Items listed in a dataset
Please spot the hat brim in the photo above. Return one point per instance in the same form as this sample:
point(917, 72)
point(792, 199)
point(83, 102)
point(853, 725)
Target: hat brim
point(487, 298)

### Required task
Repeat every entry exactly as written above.

### Solution to this problem
Please spot the hat brim in the photo above. Return one point per instance in the same form as this sample:
point(917, 72)
point(792, 199)
point(83, 102)
point(853, 725)
Target: hat brim
point(487, 298)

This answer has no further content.